--- TASK INSTRUCTIONS ---
Please print the entries exactly, omitting each image.
[PROVIDED INFORMATION — start]
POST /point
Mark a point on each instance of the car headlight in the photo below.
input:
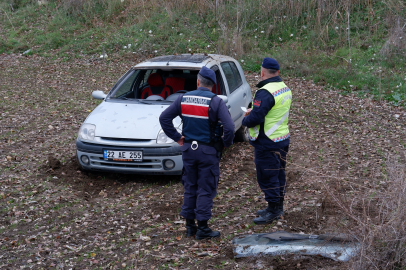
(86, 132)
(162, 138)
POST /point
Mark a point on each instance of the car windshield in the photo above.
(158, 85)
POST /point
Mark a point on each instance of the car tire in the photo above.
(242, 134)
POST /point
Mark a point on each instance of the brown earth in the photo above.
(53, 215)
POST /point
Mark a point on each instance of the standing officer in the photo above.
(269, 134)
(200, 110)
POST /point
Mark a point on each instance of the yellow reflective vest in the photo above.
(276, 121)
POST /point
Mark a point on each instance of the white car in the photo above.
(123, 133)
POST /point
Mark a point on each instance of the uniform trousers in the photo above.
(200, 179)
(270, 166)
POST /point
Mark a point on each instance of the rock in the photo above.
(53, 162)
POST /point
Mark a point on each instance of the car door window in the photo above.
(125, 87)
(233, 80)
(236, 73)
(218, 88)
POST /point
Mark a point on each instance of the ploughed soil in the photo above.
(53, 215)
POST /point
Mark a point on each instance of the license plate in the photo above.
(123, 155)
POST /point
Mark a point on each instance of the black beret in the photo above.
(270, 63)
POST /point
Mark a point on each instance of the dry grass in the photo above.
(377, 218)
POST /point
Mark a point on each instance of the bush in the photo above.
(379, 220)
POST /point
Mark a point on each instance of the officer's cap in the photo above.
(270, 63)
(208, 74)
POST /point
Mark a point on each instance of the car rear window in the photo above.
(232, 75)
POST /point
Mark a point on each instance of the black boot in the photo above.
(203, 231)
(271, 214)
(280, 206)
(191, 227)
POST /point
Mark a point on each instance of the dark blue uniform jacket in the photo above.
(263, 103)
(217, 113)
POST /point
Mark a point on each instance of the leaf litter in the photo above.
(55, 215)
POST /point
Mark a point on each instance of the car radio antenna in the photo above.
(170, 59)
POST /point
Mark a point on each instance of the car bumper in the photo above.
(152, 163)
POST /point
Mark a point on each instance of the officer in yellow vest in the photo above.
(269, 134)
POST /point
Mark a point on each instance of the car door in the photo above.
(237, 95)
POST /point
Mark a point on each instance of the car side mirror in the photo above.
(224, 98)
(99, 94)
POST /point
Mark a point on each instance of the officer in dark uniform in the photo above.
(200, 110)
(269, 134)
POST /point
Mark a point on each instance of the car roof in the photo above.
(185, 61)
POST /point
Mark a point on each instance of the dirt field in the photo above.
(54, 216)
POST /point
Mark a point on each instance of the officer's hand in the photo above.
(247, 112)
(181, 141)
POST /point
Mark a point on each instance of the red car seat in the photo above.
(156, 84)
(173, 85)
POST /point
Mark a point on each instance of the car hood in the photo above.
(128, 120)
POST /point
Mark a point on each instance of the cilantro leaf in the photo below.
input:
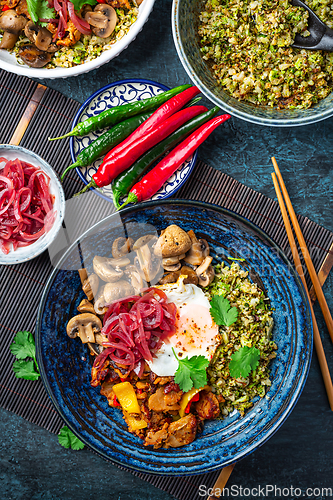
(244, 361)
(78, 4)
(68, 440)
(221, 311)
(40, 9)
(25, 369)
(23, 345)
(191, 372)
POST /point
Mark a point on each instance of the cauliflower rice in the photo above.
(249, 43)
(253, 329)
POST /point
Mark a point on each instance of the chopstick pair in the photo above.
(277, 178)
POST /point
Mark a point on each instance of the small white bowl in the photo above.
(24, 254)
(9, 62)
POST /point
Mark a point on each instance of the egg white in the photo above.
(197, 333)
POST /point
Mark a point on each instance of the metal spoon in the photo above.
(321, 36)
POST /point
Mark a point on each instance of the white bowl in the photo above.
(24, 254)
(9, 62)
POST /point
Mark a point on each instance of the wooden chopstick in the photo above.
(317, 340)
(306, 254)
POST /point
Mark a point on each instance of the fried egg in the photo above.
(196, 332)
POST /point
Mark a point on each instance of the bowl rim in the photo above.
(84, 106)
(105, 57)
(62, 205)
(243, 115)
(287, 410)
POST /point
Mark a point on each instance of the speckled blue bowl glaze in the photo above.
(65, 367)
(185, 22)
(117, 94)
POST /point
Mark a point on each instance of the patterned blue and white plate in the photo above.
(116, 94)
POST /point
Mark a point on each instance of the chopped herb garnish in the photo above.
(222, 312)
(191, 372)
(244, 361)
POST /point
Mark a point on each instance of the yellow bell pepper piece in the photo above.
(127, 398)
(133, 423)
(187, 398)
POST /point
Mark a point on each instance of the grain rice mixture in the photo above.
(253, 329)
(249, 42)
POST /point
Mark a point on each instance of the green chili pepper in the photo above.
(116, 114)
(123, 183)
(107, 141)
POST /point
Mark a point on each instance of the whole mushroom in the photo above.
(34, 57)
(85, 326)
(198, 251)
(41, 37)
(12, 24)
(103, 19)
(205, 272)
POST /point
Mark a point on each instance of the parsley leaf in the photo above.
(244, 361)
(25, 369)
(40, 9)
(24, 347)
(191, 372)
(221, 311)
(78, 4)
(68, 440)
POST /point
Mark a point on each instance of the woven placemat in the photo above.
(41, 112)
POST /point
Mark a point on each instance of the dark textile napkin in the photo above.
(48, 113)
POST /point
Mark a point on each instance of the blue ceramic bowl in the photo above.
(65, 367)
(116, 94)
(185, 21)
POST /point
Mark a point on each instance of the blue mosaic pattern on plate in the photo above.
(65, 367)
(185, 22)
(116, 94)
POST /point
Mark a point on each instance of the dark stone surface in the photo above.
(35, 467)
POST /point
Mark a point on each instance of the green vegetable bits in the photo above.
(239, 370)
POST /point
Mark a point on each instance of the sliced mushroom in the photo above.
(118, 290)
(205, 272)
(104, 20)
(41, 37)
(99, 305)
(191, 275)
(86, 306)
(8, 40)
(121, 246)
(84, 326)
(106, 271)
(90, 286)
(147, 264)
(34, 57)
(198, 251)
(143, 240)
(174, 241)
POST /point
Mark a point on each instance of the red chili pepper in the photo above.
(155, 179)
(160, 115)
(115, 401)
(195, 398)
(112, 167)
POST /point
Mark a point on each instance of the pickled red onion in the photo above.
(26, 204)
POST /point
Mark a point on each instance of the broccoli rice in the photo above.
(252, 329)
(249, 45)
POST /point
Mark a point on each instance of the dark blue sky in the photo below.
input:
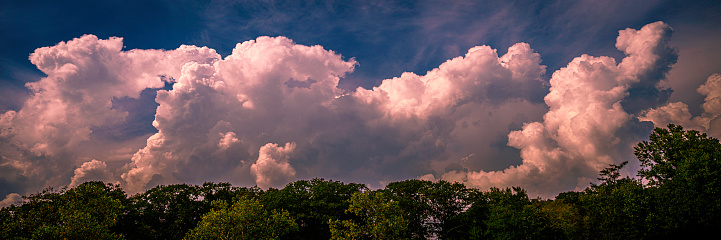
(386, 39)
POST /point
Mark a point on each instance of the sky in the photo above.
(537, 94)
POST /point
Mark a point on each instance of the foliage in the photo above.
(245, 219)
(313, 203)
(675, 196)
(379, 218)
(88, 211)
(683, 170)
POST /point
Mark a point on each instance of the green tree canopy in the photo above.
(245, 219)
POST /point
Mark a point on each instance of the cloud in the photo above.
[PROVIDED INFORMATION — finish]
--- SOLUTION FOR THIS EXERCISE ---
POST /point
Mark a point on each instance of the car headlight in the photo below.
input:
(86, 132)
(162, 138)
POST /point
Mark a point on each instance of the car windshield in the photo above.
(158, 85)
POST /point
Mark a point on each instance of the car tire in the photo above.
(242, 134)
POST /point
Mark a point on each instance of the brown earth in the photo above.
(53, 215)
POST /point
Mark a point on each instance of the standing officer in the photo above.
(269, 134)
(200, 110)
POST /point
Mark a point on each instance of the yellow reflective vest in the photo above.
(276, 121)
POST /point
Mark a point on each instance of the white car in the photo above.
(123, 133)
POST /point
Mark a point on each instance of the uniform trousers in the photo above.
(200, 179)
(270, 166)
POST /point
Mark a point on each instance of the rock in the photo above.
(53, 162)
POST /point
Mark a point on each instance of the car door window in the photo above.
(125, 87)
(233, 80)
(236, 73)
(218, 88)
POST /point
Mark a point on each instance of the ploughed soil in the photo above.
(53, 215)
POST /point
Mark a point on each instance of the license plate in the photo above.
(123, 155)
POST /point
Mark a point on each instance of the black beret in the photo above.
(270, 63)
POST /point
Mark a point on each instance of the dry grass in the photo above.
(377, 218)
POST /point
Mark a point on each instance of the bush in the photo above.
(379, 220)
POST /point
Mark a point on each instance of the officer's cap in the photo above.
(270, 63)
(208, 74)
POST /point
Mark a point on each instance of the car rear window in the photo above.
(232, 75)
POST /point
Mark a point on each instance of the black boot in the photo above.
(203, 231)
(271, 214)
(280, 206)
(191, 227)
POST /point
Mark a point on each instance of the dark blue uniform jacket in the photo above.
(263, 103)
(217, 113)
POST /point
Mark a point on each instance of the leaf litter in the photo above.
(55, 215)
POST /point
Mark a point on each instance of the car radio antenna in the photo above.
(170, 59)
POST /point
Mark a point on each instance of the car bumper in the photo above.
(152, 163)
POST /point
Mark a point on each instance of the officer in yellow vest in the photo above.
(269, 134)
POST /point
Mark a point on each instance of the car door in the photo above.
(237, 95)
POST /point
Mark a point on each instance of the car side mirror in the photo above.
(224, 98)
(99, 94)
POST /point
Mark a point on each instance of the officer in dark uniform in the photo above.
(200, 110)
(269, 134)
POST /point
Mark a point on each instance of the car roof in the photo above.
(185, 61)
POST /point
Mark a point on each instance of the dirt field in the photo above.
(54, 216)
POST /point
Mark a point on each instance of the officer's hand in the photo above.
(247, 112)
(181, 141)
POST /point
Mark a point on each instance of the red car seat in the photo above.
(156, 84)
(173, 85)
POST /point
Mark a point on each instance of the car hood in the photo above.
(128, 120)
POST /point
Mark a point on each instance of the cilantro leaf in the photo below.
input:
(244, 361)
(78, 4)
(68, 440)
(221, 311)
(40, 9)
(25, 369)
(23, 345)
(191, 372)
POST /point
Mark a point on each instance of the cauliflower rice in the photo above.
(249, 43)
(253, 329)
POST /point
Mark a point on each instance of the chopstick pair in the photo above.
(277, 178)
POST /point
Mark a point on each instance of the small white bowl in the photo above.
(24, 254)
(9, 62)
POST /point
Mark a point on each instance of the egg white in the photo above.
(197, 333)
POST /point
Mark a point on each instance of the metal spoon in the photo above.
(321, 36)
POST /point
Mark a point on each instance of the white bowl in the photo above.
(24, 254)
(9, 62)
POST /point
Mark a point on each instance of the wooden chopstick in the photo above.
(317, 340)
(306, 254)
POST /point
Mark a point on each instance of the fried egg in the photo above.
(196, 332)
POST /point
Mark a point on each instance of the bowl rim in the photo above.
(84, 106)
(105, 57)
(62, 205)
(243, 115)
(287, 410)
POST /point
Mark a point on each instance of the speckled blue bowl glaze in the photo above.
(65, 367)
(185, 22)
(117, 94)
POST /point
Mark a point on each instance of the patterned blue and white plate in the photo above.
(116, 94)
POST /point
Mark a point on each instance of the chopped herb garnish in the photo above.
(222, 312)
(191, 372)
(244, 361)
POST /point
Mark a point on each instance of the yellow bell pepper piece in the photo above.
(127, 398)
(133, 423)
(187, 398)
POST /point
Mark a point on each instance of the grain rice mixture in the photo above.
(253, 329)
(249, 42)
POST /point
Mark a point on each instance of the green chili pepper in the photo above.
(116, 114)
(123, 183)
(107, 141)
POST /point
Mark a point on each instance of the whole mushroom in the photo above.
(34, 57)
(85, 326)
(198, 251)
(41, 37)
(12, 24)
(103, 19)
(205, 272)
POST /point
Mark a point on each instance of the parsley leaf in the photo above.
(244, 361)
(25, 369)
(40, 9)
(24, 347)
(191, 372)
(221, 311)
(78, 4)
(68, 440)
POST /point
Mark a point on each instance of the woven placemat in the photo above.
(41, 112)
POST /point
Mark a point on each instance of the dark textile napkin in the photo above.
(48, 113)
POST /point
Mark a point on each instance of the blue ceramic bowl in the photo above.
(65, 367)
(116, 94)
(185, 21)
POST /point
Mark a point on each instance of the blue mosaic pattern on plate in the photo above.
(65, 367)
(185, 22)
(116, 94)
POST /point
Mark a point on each instance of the dark stone surface in the photo above.
(35, 467)
POST /point
Mark a point on each instance of the green vegetable bits in the photo above.
(239, 370)
POST /point
Mark a point on each instance of the sliced mushroom in the photo above.
(118, 290)
(205, 272)
(104, 20)
(41, 37)
(99, 305)
(191, 275)
(86, 306)
(8, 40)
(121, 246)
(84, 326)
(106, 271)
(90, 286)
(147, 264)
(34, 57)
(198, 251)
(143, 240)
(174, 241)
POST /point
Mark a point on each instance of the red chili pepper in the photo above.
(155, 179)
(160, 115)
(115, 401)
(195, 398)
(112, 167)
POST /point
Mark a point on each instance of the pickled red onion in the photo above.
(26, 204)
POST /point
Mark a point on each instance of the broccoli rice in the photo above.
(252, 329)
(249, 45)
POST /point
Mark a point on each instance of the dark blue sky in the photo below.
input:
(386, 39)
POST /point
Mark a point on each instance of the sky in the photo above.
(537, 94)
POST /point
Mark a point on each instance of the foliage in the photo above.
(245, 219)
(313, 203)
(675, 196)
(379, 218)
(88, 211)
(683, 170)
POST /point
Mark a point on each instance of the green tree canopy in the photo above.
(245, 219)
POST /point
Mark a point on each instance of the cloud in the photo above.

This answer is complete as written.